-- What you will do --
1. According to the mailing list message about the MIPS peephole patch, which two tests does Richard Sandiford still want to remove?
2. Write the next part of the mailing list message about the MIPS peephole patch, picking up after its final sentence.

Re: PING Re: [PATCH, MIPS] add new peephole for 74k dspr2

Richard Sandiford Tue, 18 Sep 2012 11:17:21 -0700

Sandra Loosemore <[email protected]> writes:
> On 08/27/2012 10:36 AM, Richard Sandiford wrote:
>> Sandra Loosemore<[email protected]>  writes:
>>> On 08/19/2012 11:22 AM, Richard Sandiford wrote:
>>>>
>>>> Not sure whether a peephole is the right choice here.  In practice,
>>>> I'd imagine these opportunities would only come from a DImode move of
>>>> $0 into a doubleword register, so we could simply emit the pattern in
>>>> mips_split_doubleword_move.
>>>>
>>>> That would also allow us to use it for plain HI and LO.  It wasn't
>>>> obvious from the patch why it was restricted to the DSP extension
>>>> registers.
>>>>
>>>> Please also add a scan-assembler test.
>>>
>>> How is this version of the fix?
>>
>> Just to say that I've not forgotten about this.  I'd still like to
>> remove the !TARGET_64BIT and ISA_HAS_DSP_MULT tests, because the
>> idea isn't specific to either.
>>
>> Also, reviewing the patch made me realise that it might be better
>> to keep the move intact and simply use "mult" in the output code.
>> That's my fault for suggesting the wrong thing, though, so I was
>> hoping to find time this weekend to try it myself.  The testsuite
>> stuff ended up taking up all the available time instead.
>
> Richard,
>
> Have you had time to think about this some more?  I am not sure I can 
> guess how you'd like me to fix this patch now without some more specific 
> review and/or suggestions about where the optimization should happen and 
> what cases it should be extended to detect in addition to the dsp 
> accumulator multiplies.


The patch below is the one I've been testing.  But I got sidetracked
by looking into the possibility of removing the MD0_REG and MD1_REG
classes, in order to get more sensible costs.  I think that was needed
for the madd-9.c test to pass.

Data entries:
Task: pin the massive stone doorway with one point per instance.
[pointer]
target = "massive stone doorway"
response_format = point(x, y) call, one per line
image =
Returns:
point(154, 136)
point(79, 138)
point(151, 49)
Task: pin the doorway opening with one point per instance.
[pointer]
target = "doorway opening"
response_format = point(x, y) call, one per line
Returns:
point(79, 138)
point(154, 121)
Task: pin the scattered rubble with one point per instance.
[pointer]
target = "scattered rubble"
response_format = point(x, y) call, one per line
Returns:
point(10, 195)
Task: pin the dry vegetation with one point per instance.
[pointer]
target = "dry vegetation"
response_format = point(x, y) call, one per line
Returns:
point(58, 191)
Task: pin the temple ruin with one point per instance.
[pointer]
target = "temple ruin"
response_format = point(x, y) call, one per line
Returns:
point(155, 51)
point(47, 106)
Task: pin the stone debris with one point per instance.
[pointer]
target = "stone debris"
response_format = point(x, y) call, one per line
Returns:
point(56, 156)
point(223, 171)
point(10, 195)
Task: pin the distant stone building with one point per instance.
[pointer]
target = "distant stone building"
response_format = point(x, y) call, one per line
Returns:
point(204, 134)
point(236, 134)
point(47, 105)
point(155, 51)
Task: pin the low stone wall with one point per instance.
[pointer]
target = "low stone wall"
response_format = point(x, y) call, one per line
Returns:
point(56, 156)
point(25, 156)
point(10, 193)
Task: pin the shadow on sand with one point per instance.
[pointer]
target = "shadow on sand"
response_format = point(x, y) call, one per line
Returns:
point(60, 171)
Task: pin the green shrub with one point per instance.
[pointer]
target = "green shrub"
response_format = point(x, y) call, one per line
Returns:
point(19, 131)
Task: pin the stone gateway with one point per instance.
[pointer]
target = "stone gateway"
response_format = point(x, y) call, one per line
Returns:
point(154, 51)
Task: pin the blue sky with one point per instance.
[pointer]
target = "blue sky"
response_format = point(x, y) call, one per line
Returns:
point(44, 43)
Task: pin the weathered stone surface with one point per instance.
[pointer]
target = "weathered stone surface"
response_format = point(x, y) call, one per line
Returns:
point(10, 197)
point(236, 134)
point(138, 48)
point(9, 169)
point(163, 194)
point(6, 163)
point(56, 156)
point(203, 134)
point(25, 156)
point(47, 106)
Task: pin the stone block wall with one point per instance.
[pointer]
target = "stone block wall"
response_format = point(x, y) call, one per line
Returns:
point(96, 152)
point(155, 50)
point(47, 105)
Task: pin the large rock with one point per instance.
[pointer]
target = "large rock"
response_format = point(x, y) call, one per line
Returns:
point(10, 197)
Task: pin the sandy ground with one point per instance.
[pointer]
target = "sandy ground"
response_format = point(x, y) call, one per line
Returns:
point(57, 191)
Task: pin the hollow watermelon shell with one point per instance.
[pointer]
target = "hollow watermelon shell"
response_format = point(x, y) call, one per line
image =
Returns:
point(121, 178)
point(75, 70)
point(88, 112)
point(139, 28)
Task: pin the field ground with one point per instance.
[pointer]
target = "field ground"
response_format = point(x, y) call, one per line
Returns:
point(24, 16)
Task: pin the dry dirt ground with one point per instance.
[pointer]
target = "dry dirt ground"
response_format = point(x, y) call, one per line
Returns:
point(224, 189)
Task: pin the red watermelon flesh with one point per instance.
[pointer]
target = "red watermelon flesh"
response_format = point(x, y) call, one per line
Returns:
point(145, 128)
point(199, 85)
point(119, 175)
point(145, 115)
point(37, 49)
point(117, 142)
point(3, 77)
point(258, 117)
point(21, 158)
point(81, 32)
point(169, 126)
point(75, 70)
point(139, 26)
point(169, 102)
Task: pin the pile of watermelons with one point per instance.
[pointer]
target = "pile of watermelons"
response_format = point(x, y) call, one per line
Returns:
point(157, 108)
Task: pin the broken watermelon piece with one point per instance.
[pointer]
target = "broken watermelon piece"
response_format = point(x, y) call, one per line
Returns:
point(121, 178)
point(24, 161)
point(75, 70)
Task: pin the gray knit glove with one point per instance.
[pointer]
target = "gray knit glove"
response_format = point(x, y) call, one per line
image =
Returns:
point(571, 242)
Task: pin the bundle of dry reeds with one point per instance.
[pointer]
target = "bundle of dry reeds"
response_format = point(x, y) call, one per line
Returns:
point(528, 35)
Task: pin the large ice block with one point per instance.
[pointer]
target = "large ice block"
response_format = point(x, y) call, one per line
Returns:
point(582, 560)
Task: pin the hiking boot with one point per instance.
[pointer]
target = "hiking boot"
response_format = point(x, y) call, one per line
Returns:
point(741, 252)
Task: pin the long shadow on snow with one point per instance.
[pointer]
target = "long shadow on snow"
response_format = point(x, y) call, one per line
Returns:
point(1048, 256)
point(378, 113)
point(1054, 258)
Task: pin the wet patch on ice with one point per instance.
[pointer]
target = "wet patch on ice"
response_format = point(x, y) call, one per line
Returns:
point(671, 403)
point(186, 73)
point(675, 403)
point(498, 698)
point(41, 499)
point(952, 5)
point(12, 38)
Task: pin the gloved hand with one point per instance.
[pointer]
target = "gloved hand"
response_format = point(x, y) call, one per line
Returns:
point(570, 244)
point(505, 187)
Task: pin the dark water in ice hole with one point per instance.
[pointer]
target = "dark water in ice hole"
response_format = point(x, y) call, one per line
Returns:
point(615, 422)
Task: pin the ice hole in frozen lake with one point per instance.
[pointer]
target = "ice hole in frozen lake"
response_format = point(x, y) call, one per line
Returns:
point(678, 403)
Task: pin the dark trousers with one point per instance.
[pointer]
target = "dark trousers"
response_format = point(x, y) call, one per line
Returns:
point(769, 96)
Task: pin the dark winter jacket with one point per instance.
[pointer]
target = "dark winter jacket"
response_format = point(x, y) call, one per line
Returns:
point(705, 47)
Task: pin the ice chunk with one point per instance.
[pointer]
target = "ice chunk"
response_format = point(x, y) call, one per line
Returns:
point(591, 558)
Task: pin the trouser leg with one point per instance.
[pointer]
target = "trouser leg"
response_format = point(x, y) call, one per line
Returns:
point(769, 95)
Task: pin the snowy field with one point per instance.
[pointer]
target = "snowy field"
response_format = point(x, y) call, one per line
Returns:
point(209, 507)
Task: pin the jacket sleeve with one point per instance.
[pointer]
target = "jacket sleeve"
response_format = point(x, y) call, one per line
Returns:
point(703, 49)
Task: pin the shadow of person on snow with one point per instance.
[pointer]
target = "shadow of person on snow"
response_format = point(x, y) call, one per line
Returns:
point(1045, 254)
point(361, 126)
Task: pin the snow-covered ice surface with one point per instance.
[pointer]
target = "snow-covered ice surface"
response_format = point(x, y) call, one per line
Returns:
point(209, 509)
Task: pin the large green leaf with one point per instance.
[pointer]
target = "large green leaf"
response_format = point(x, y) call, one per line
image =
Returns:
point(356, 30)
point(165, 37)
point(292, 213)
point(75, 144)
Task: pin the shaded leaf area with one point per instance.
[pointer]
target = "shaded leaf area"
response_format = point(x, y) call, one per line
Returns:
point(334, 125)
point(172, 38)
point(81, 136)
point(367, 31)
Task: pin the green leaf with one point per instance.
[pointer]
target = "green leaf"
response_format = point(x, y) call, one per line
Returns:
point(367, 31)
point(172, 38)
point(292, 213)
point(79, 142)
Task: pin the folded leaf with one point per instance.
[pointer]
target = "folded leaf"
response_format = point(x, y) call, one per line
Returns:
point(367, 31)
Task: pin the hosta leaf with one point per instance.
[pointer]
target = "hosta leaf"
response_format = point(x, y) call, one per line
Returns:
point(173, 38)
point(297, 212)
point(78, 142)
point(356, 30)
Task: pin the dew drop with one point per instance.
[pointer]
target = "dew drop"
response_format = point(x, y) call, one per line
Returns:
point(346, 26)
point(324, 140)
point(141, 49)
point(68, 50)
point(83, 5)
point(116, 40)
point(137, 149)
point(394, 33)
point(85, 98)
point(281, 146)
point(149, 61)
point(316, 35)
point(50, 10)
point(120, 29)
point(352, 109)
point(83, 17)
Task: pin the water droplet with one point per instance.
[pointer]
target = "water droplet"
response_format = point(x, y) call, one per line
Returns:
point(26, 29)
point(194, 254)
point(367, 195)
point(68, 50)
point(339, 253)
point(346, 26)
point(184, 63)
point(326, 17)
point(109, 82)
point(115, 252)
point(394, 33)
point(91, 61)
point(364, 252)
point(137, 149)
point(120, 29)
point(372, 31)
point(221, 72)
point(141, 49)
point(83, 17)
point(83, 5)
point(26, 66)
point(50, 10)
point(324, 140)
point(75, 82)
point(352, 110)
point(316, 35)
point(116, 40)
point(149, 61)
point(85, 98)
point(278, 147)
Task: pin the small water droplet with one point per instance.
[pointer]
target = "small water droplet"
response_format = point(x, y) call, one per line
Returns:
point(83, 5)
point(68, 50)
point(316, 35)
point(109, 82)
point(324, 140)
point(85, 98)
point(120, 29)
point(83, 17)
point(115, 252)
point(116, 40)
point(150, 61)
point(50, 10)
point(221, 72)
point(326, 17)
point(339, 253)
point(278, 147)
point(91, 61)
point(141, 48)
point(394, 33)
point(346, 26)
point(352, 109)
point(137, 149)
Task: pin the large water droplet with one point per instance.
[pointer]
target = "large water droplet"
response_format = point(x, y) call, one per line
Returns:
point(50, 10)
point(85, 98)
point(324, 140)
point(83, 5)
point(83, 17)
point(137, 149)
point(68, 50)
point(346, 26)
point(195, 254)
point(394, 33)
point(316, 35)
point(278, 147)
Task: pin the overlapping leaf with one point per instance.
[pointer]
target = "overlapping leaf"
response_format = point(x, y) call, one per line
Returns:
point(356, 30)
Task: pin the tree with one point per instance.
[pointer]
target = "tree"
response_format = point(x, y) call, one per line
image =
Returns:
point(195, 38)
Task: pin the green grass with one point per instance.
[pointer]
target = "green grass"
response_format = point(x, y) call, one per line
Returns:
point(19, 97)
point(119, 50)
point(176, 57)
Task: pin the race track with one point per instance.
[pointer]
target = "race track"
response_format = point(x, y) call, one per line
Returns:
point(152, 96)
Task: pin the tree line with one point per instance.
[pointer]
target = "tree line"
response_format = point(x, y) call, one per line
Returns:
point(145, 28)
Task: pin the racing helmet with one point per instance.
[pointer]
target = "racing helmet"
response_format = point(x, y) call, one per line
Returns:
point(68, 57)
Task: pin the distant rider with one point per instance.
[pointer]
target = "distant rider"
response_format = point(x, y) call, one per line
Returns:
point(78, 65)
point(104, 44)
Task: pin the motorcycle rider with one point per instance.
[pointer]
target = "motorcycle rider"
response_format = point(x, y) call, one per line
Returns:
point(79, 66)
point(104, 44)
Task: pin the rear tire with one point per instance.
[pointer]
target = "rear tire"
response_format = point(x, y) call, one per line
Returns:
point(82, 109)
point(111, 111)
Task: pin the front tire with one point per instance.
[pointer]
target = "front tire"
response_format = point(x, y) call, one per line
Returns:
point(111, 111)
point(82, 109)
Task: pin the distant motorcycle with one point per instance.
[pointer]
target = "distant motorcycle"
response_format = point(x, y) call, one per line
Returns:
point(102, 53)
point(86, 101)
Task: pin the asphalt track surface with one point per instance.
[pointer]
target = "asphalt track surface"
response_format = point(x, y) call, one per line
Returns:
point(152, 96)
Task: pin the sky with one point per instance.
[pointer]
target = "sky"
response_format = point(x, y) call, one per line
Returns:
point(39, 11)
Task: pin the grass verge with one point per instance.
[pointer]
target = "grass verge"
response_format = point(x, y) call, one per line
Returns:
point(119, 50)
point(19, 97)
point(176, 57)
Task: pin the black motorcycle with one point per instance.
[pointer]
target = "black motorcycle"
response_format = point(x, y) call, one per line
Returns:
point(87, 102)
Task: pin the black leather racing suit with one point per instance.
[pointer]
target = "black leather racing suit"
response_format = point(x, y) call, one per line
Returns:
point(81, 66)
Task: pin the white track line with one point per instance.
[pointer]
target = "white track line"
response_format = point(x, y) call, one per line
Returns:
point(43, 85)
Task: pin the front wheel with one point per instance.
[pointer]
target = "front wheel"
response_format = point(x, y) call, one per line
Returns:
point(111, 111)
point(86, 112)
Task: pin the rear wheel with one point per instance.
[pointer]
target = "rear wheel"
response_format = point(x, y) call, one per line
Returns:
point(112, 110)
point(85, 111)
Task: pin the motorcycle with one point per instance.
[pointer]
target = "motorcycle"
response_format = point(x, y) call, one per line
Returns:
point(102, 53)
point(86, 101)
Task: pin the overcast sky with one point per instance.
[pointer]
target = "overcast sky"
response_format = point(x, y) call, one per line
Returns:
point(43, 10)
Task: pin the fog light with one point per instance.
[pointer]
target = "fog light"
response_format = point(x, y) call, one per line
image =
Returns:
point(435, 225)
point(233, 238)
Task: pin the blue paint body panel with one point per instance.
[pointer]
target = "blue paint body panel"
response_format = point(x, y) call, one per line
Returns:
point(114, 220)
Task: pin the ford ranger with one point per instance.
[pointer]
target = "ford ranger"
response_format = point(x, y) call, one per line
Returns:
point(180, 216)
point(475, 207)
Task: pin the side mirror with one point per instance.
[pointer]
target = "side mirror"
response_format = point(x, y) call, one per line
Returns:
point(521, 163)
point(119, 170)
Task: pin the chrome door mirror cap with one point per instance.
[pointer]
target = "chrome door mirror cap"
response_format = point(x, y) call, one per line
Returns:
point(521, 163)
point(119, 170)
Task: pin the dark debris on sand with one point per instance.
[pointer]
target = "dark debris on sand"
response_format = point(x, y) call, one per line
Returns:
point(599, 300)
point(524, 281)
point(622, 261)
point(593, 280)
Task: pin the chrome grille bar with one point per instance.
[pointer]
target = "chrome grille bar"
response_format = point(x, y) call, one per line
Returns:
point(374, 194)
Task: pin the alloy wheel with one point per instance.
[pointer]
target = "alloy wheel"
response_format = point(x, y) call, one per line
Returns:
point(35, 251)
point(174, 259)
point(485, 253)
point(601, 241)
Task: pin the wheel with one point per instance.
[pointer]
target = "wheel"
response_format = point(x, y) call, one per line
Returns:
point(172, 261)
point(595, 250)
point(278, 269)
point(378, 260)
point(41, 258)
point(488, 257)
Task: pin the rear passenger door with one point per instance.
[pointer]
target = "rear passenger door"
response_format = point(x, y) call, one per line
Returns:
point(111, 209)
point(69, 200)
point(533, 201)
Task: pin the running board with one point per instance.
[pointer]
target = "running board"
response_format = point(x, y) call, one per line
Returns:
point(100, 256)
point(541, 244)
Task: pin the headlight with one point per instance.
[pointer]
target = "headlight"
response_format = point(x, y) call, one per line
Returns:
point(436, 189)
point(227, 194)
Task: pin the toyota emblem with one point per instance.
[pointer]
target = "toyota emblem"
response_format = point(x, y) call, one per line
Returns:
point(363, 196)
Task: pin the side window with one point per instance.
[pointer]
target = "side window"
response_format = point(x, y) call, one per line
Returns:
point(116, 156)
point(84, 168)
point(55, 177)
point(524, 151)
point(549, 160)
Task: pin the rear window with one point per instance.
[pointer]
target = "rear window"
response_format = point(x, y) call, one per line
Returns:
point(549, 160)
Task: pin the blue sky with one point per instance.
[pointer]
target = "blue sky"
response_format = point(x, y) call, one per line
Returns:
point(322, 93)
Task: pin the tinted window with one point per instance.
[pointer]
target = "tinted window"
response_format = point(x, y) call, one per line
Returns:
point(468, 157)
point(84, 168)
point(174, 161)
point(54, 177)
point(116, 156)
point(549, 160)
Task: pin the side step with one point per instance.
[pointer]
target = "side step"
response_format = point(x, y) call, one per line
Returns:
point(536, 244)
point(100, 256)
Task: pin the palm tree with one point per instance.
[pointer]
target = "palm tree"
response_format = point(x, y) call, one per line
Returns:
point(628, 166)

-- Results --
1. The !TARGET_64BIT and ISA_HAS_DSP_MULT tests.

2.
Richard


Index: gcc/config/mips/mips-protos.h
===================================================================
--- gcc/config/mips/mips-protos.h       2012-09-03 07:49:57.319188985 +0100
+++ gcc/config/mips/mips-protos.h       2012-09-04 20:15:10.240130458 +0100
@@ -212,8 +212,8 @@ extern int m16_simm8_8 (rtx, enum machin
 extern int m16_nsimm8_8 (rtx, enum machine_mode);
 
 extern rtx mips_subword (rtx, bool);
-extern bool mips_split_64bit_move_p (rtx, rtx);
-extern void mips_split_doubleword_move (rtx, rtx);
+extern bool mips_split_move_p (rtx, rtx);
+extern void mips_split_move (rtx, rtx);
 extern const char *mips_output_move (rtx, rtx);
 extern bool mips_cfun_has_cprestore_slot_p (void);
 extern bool mips_cprestore_address_p (rtx, bool);
Index: gcc/config/mips/mips.c
===================================================================
--- gcc/config/mips/mips.c      2012-09-04 20:15:08.191130518 +0100
+++ gcc/config/mips/mips.c      2012-09-04 20:15:17.173130256 +0100
@@ -2395,11 +2395,11 @@ mips_load_store_insns (rtx mem, rtx insn
   mode = GET_MODE (mem);
 
   /* Try to prove that INSN does not need to be split.  */
-  might_split_p = true;
-  if (GET_MODE_BITSIZE (mode) == 64)
+  might_split_p = GET_MODE_SIZE (mode) > UNITS_PER_WORD;
+  if (might_split_p)
     {
       set = single_set (insn);
-      if (set && !mips_split_64bit_move_p (SET_DEST (set), SET_SRC (set)))
+      if (set && !mips_split_move_p (SET_DEST (set), SET_SRC (set)))
        might_split_p = false;
     }
 
@@ -4105,39 +4105,55 @@ mips_subword (rtx op, bool high_p)
   return simplify_gen_subreg (word_mode, op, mode, byte);
 }
 
-/* Return true if a 64-bit move from SRC to DEST should be split into two.  */
+/* Return true if SRC can be moved into DEST using MULT $0, $0.  */
+
+static bool
+mips_mult_move_p (rtx dest, rtx src)
+{
+  return (src == const0_rtx
+         && REG_P (dest)
+         && GET_MODE_SIZE (GET_MODE (dest)) == 2 * UNITS_PER_WORD
+         && (ISA_HAS_DSP_MULT
+             ? ACC_REG_P (REGNO (dest))
+             : MD_REG_P (REGNO (dest))));
+}
+
+/* Return true if a move from SRC to DEST should be split into two.  */
 
 bool
-mips_split_64bit_move_p (rtx dest, rtx src)
+mips_split_move_p (rtx dest, rtx src)
 {
-  if (TARGET_64BIT)
+  /* Check whether the move can be done using some variant of MULT $0,$0.  */
+  if (mips_mult_move_p (dest, src))
     return false;
 
   /* FPR-to-FPR moves can be done in a single instruction, if they're
      allowed at all.  */
-  if (FP_REG_RTX_P (src) && FP_REG_RTX_P (dest))
+  unsigned int size = GET_MODE_SIZE (GET_MODE (dest));
+  if (size == 8 && FP_REG_RTX_P (src) && FP_REG_RTX_P (dest))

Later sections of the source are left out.